Directions for this task> Reproduce the data below word for word, from the line containing "Target: wooden desk" through the line containing "(1159, 302)", including both of those lines. Leave the pictures out of your answer.

+ + + +

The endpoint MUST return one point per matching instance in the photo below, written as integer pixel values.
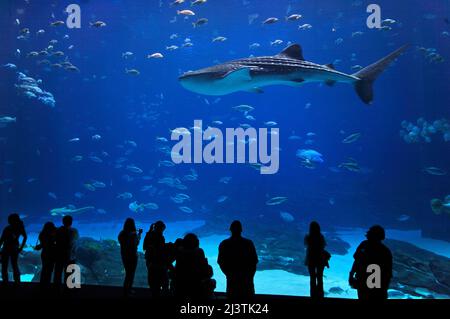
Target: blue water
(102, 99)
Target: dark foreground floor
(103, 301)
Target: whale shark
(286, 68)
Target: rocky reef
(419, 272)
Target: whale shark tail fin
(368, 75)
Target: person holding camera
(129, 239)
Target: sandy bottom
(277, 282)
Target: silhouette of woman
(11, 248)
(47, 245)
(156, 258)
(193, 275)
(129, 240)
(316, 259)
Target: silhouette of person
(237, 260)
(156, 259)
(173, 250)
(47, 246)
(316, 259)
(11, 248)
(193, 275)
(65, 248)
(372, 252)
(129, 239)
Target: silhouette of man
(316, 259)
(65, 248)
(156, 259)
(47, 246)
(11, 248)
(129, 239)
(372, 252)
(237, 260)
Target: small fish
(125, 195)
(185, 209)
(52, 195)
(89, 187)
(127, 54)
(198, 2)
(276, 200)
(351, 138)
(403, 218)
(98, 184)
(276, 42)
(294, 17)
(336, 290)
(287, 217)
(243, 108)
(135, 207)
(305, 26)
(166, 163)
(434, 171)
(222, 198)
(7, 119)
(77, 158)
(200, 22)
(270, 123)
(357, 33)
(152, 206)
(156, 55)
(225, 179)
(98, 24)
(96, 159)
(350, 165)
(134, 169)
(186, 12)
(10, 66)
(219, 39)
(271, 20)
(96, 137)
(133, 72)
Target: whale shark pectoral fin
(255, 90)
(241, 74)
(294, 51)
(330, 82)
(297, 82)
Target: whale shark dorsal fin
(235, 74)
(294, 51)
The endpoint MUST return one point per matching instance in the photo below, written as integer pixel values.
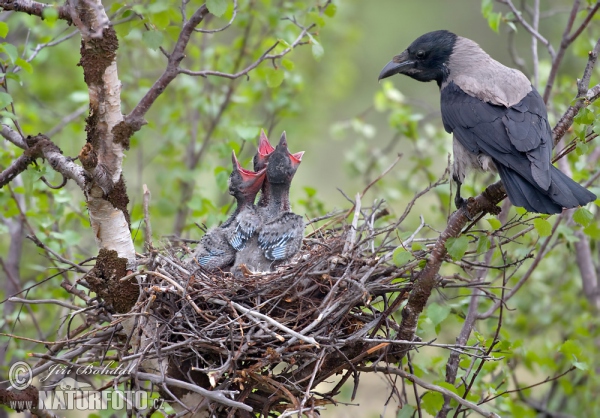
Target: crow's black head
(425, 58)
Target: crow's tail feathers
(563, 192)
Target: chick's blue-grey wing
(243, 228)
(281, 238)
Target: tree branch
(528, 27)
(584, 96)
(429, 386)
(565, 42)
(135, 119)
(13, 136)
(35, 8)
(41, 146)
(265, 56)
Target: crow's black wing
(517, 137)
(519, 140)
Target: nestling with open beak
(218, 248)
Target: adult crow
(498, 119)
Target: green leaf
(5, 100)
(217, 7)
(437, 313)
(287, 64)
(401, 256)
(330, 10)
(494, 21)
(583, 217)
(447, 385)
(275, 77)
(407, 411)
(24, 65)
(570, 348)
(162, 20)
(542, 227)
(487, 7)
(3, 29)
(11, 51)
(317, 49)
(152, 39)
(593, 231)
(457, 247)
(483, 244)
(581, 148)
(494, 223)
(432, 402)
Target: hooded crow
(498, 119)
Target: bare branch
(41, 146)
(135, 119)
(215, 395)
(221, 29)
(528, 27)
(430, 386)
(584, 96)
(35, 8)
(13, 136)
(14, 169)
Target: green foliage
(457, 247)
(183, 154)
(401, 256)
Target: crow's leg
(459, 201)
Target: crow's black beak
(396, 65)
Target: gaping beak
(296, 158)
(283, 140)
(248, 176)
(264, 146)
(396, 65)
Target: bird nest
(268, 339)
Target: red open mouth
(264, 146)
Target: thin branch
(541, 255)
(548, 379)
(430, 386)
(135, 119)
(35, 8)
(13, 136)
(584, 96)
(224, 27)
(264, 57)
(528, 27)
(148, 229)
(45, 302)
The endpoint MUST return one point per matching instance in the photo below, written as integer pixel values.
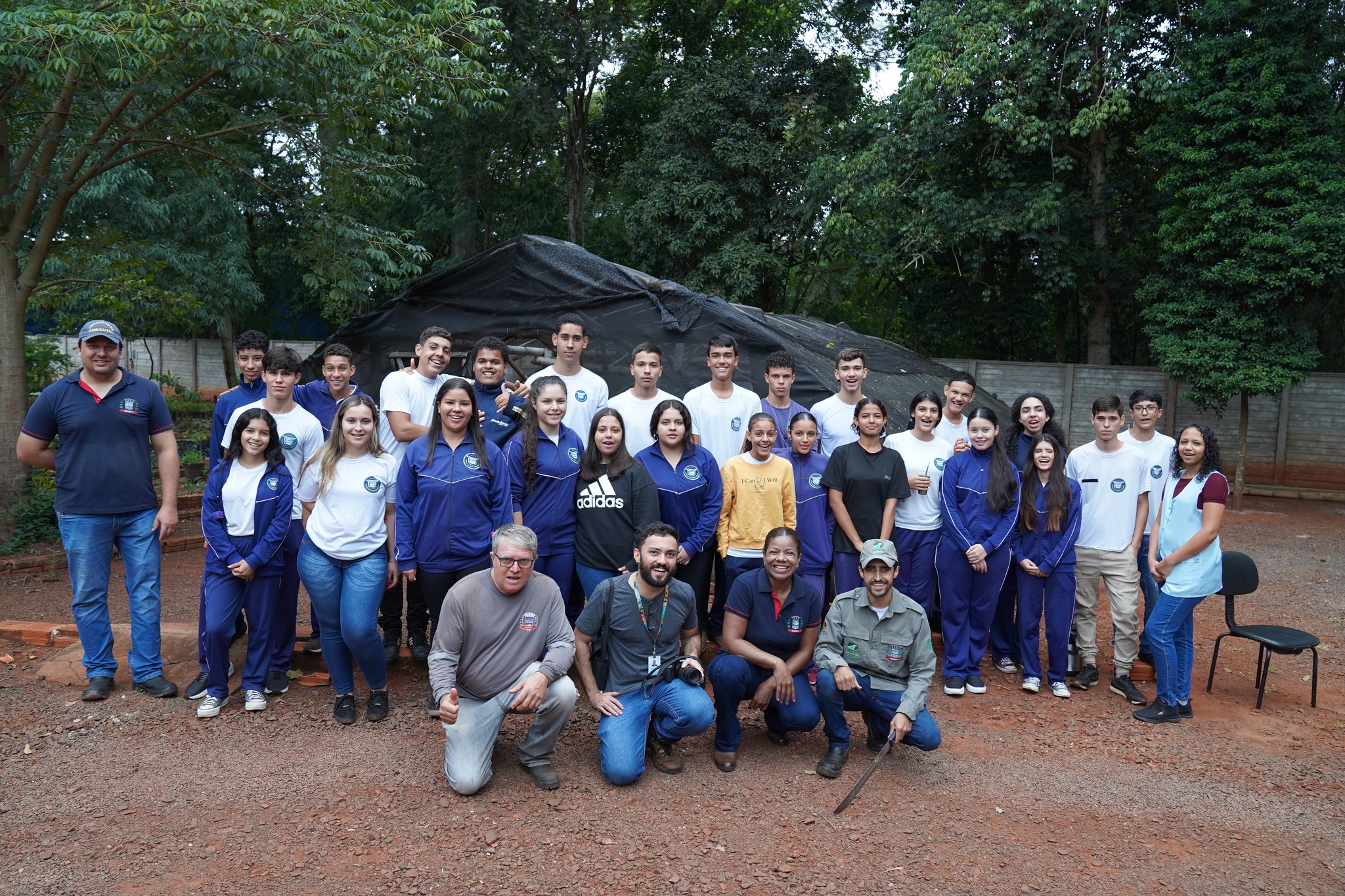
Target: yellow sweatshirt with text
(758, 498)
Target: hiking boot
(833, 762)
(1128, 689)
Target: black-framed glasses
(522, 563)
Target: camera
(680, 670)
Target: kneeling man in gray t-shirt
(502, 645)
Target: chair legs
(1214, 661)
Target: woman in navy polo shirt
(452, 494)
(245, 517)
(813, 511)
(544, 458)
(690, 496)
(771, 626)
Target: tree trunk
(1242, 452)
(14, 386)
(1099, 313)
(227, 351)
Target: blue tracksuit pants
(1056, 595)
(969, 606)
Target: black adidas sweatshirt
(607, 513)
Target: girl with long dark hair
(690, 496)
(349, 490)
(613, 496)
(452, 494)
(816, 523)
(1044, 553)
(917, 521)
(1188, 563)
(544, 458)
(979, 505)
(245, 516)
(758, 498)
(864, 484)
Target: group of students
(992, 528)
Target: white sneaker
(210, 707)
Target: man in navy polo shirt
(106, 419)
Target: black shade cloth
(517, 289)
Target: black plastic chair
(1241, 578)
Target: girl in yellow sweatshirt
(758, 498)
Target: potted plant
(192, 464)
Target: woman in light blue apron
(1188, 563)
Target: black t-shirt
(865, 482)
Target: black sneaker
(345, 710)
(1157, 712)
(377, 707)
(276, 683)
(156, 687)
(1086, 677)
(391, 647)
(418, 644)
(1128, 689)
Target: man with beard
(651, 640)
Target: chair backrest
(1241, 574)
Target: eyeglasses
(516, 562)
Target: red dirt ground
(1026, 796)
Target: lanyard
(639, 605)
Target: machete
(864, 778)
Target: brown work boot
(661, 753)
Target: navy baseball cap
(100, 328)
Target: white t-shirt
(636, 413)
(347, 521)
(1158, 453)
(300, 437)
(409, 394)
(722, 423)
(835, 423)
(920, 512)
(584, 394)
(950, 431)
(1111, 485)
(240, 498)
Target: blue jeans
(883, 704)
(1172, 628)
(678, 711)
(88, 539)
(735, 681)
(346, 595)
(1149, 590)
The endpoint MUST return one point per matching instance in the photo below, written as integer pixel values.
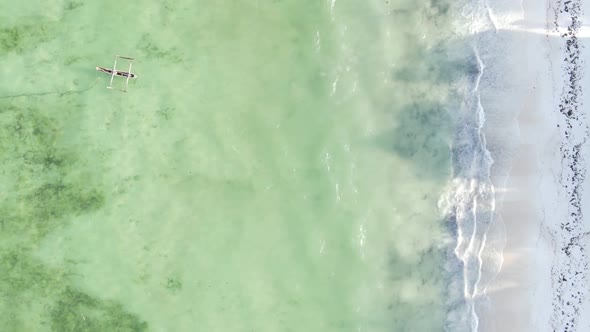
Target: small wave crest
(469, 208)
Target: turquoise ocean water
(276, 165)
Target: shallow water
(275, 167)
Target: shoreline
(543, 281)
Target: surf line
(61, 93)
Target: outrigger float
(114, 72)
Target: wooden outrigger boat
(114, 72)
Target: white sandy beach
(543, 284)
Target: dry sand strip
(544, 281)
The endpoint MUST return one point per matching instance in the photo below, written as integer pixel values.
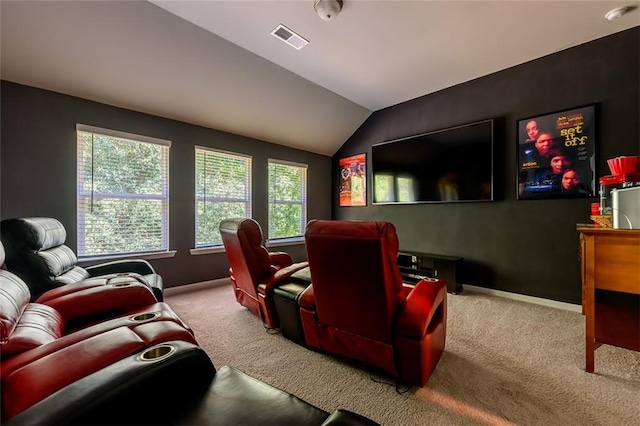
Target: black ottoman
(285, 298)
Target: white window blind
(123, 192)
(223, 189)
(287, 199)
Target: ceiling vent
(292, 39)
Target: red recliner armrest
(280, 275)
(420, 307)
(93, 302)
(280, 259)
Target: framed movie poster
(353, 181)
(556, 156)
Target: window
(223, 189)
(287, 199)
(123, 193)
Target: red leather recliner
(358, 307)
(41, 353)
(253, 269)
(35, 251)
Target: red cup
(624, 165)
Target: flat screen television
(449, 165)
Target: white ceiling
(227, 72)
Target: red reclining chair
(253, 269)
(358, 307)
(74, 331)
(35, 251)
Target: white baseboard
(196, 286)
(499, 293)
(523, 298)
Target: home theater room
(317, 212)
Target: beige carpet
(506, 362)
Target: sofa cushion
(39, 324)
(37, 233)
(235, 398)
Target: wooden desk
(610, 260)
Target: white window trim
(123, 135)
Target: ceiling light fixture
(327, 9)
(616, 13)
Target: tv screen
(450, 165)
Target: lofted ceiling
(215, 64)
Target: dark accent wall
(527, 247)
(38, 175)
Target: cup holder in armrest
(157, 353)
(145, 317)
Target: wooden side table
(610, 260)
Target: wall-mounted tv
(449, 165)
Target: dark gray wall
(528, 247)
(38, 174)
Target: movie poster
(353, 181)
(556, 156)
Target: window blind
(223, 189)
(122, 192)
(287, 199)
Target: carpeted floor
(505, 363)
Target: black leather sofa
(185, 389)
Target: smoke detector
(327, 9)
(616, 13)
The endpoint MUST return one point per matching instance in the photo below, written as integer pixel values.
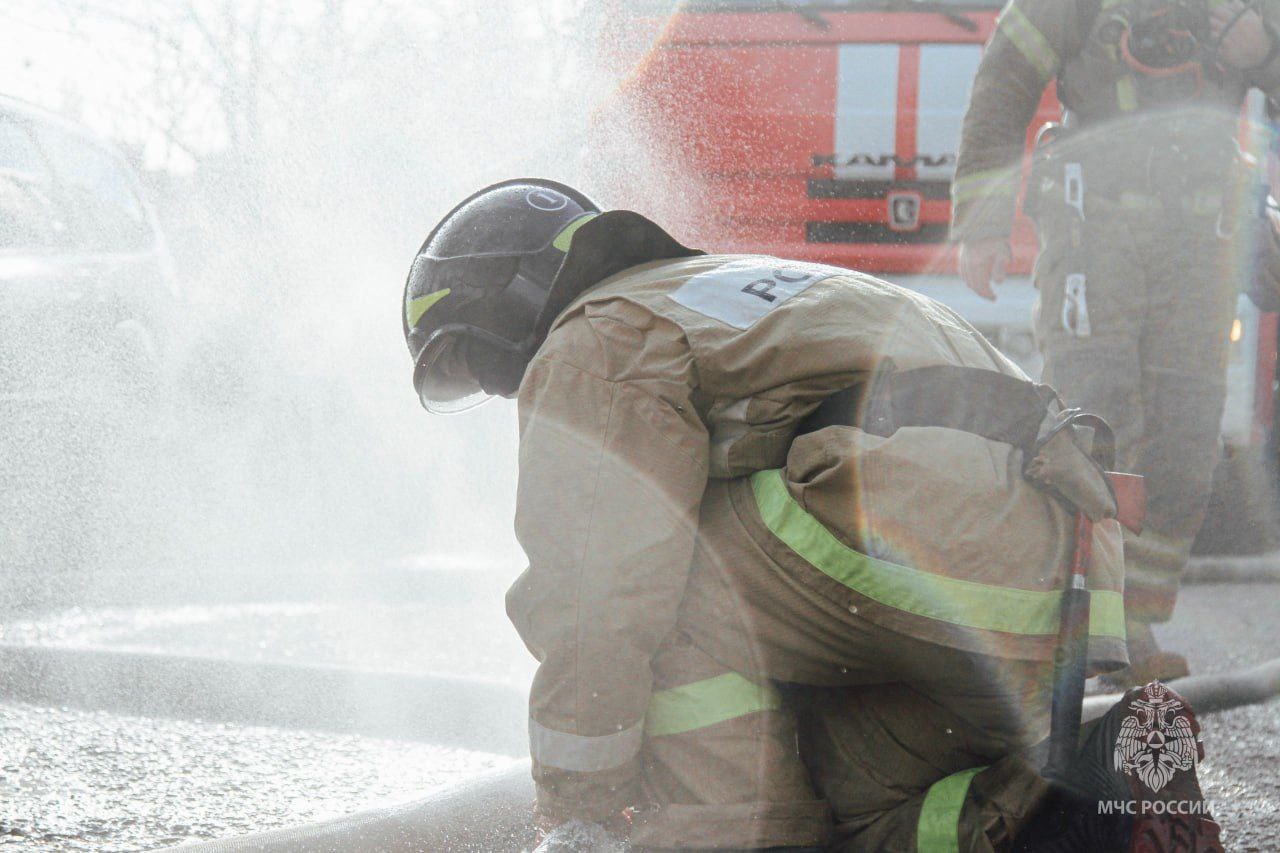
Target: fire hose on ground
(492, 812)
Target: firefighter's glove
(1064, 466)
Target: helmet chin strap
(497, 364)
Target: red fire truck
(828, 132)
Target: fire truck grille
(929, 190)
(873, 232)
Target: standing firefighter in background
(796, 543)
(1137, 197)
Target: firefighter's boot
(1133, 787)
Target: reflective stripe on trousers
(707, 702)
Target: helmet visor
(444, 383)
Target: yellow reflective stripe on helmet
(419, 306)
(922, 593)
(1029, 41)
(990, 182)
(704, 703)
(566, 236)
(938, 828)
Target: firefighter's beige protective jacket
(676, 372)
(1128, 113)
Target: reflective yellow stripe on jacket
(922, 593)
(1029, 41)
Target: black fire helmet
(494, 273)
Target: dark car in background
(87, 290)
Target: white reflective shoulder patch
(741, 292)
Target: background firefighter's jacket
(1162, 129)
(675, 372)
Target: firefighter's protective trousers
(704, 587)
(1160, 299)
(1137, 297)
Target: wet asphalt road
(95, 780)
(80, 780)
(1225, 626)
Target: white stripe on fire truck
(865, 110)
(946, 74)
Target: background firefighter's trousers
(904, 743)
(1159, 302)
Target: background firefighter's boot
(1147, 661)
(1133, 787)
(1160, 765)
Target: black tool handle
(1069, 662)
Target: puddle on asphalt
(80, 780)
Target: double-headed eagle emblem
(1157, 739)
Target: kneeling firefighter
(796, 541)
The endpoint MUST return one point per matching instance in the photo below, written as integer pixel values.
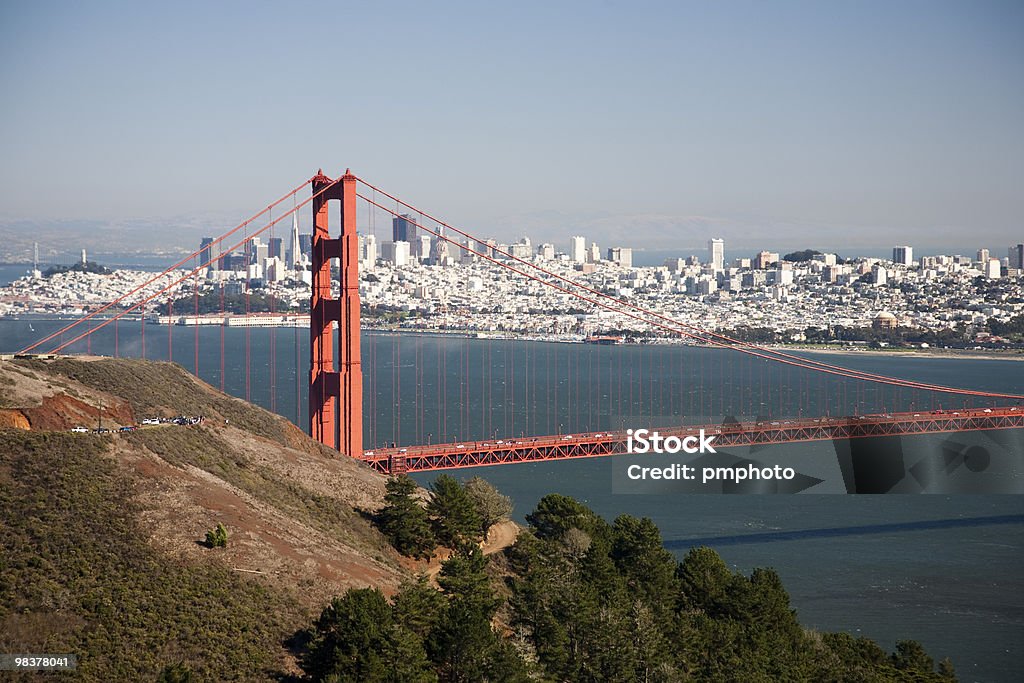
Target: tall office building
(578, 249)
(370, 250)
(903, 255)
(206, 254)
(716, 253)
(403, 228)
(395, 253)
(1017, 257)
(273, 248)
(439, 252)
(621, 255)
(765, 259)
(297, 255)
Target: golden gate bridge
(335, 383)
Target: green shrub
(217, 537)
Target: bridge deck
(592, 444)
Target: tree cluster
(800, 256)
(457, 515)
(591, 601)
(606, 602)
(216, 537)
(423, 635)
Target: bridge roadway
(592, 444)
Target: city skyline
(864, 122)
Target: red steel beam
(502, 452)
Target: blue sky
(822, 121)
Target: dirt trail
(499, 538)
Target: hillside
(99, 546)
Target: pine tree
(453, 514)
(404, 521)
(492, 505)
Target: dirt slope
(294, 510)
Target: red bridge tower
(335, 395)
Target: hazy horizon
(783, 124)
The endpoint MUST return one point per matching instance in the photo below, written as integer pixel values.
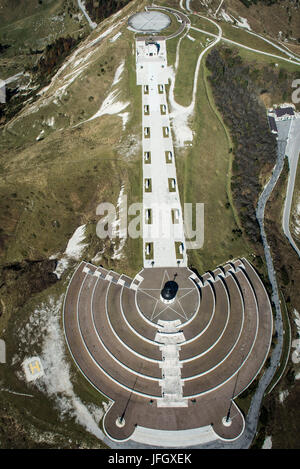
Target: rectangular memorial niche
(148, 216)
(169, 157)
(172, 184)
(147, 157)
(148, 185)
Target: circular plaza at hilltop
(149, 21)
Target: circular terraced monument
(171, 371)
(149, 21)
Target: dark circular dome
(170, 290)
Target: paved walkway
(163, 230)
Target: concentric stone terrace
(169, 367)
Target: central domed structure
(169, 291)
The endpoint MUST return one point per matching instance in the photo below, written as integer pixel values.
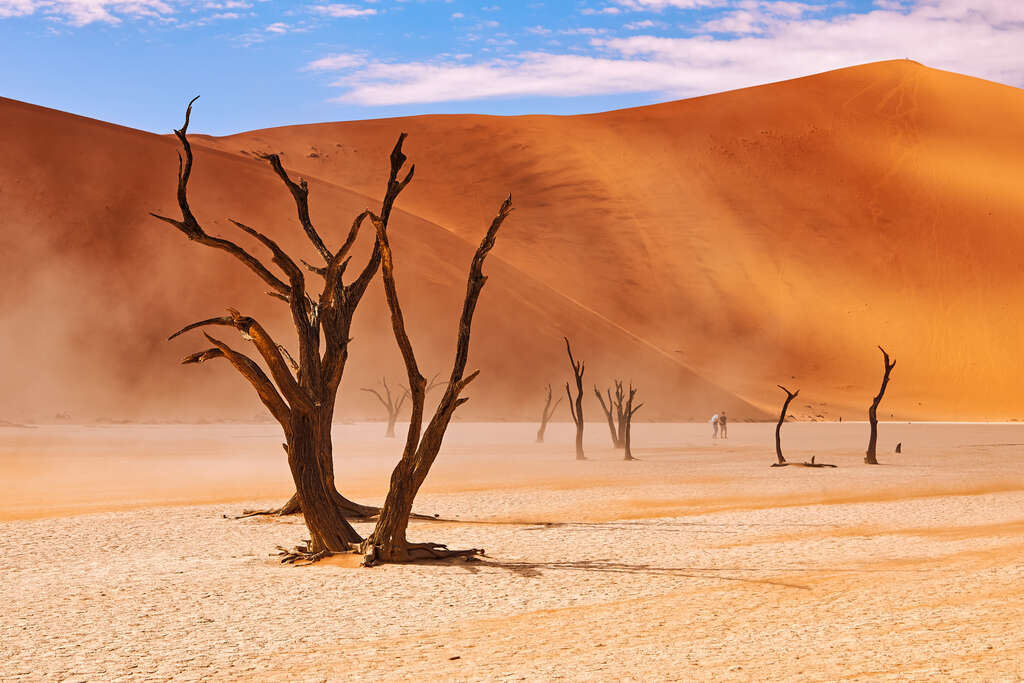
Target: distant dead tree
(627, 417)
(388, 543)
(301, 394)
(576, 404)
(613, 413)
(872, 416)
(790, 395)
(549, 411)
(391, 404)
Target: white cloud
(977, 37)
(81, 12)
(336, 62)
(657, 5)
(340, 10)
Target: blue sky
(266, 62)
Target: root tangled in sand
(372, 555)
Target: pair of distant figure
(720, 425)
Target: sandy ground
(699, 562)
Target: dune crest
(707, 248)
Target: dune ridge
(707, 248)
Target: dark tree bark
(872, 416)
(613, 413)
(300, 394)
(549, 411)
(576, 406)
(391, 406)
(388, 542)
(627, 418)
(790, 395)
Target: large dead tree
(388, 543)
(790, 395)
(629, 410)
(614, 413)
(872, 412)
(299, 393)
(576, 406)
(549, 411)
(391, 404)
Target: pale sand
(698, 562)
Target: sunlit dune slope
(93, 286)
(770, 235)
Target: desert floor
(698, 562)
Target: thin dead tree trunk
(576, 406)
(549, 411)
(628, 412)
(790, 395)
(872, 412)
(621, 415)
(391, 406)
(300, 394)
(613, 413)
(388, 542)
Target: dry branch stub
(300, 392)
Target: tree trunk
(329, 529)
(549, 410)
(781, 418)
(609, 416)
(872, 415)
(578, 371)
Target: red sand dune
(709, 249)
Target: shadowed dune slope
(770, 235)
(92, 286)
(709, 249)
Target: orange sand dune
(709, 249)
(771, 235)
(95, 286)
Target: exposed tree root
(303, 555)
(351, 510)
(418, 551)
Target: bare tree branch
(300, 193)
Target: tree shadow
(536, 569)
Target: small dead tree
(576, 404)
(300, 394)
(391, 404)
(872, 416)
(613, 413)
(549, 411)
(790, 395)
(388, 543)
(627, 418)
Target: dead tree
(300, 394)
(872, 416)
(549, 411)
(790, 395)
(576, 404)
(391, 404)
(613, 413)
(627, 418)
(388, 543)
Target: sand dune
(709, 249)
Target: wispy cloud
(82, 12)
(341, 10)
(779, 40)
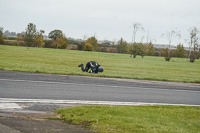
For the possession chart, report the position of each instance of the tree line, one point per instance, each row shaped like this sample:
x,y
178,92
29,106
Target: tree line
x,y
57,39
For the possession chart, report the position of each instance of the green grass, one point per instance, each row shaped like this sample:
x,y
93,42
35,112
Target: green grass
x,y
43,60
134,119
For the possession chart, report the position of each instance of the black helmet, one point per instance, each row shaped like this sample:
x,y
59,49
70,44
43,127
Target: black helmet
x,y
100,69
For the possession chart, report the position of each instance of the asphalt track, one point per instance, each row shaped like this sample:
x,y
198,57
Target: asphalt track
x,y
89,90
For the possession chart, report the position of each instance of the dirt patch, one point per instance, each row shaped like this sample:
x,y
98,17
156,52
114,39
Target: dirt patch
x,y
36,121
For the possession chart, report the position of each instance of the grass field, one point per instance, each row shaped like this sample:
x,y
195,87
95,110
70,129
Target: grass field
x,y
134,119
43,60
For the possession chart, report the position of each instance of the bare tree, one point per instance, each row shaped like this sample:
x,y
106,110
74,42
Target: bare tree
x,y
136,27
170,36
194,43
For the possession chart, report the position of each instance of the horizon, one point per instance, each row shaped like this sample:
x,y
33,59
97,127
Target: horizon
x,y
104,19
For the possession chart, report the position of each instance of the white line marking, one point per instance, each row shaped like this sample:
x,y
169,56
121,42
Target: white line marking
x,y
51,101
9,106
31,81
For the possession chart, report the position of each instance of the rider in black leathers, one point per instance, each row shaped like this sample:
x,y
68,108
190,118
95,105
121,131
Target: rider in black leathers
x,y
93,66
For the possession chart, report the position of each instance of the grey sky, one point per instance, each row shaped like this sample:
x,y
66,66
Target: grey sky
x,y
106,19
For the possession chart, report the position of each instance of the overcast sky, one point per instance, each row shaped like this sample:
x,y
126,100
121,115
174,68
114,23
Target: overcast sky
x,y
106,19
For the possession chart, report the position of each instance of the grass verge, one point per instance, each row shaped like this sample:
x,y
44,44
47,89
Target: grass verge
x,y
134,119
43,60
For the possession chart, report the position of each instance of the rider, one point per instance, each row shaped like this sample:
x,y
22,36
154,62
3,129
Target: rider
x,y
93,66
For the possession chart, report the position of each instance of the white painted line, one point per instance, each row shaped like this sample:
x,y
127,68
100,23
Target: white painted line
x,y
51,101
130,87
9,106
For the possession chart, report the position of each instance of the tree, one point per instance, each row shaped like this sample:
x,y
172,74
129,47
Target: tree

+ + + +

Output of the exercise>
Target: wooden desk
(610, 260)
Target: white window trim
(123, 135)
Target: ceiling light fixture
(327, 9)
(616, 13)
Target: tv screen
(450, 165)
Target: lofted ceiling
(215, 64)
Target: dark accent wall
(527, 247)
(38, 175)
Target: cup holder in armrest
(157, 353)
(145, 317)
Target: wooden side table
(610, 260)
Target: wall-mounted tv
(449, 165)
Target: dark gray wall
(528, 247)
(38, 174)
Target: movie poster
(353, 181)
(556, 156)
Target: window blind
(223, 189)
(122, 192)
(287, 199)
Target: carpeted floor
(505, 363)
Target: black leather sofa
(185, 389)
Target: smoke detector
(327, 9)
(616, 13)
The endpoint MUST return one point per matching instance in the photo below, written as integer pixel values.
Target: fire hose on ground
(492, 812)
Target: firefighter's glove
(1064, 466)
Target: helmet chin strap
(497, 364)
Target: red fire truck
(828, 132)
Target: fire truck grille
(929, 190)
(873, 232)
Target: standing firefighter in background
(796, 543)
(1137, 197)
Target: firefighter's boot
(1133, 787)
Target: reflective stripe on trousers
(707, 702)
Target: helmet visor
(444, 383)
Target: yellow reflective stripe on helmet
(419, 306)
(922, 593)
(1029, 41)
(990, 182)
(704, 703)
(566, 236)
(938, 828)
Target: firefighter's beige protective jacket
(676, 372)
(1128, 113)
Target: reflective yellow stripe on jacket
(922, 593)
(1029, 41)
Target: black fire helmet
(494, 273)
Target: dark car in background
(87, 290)
Target: white reflective shoulder patch
(741, 292)
Target: background firefighter's jacket
(1162, 129)
(675, 372)
Target: firefighter's protective trousers
(704, 587)
(1160, 299)
(1137, 297)
Target: wet asphalt road
(95, 780)
(80, 780)
(1225, 626)
Target: white stripe on fire truck
(865, 110)
(946, 74)
Target: background firefighter's trousers
(904, 743)
(1159, 302)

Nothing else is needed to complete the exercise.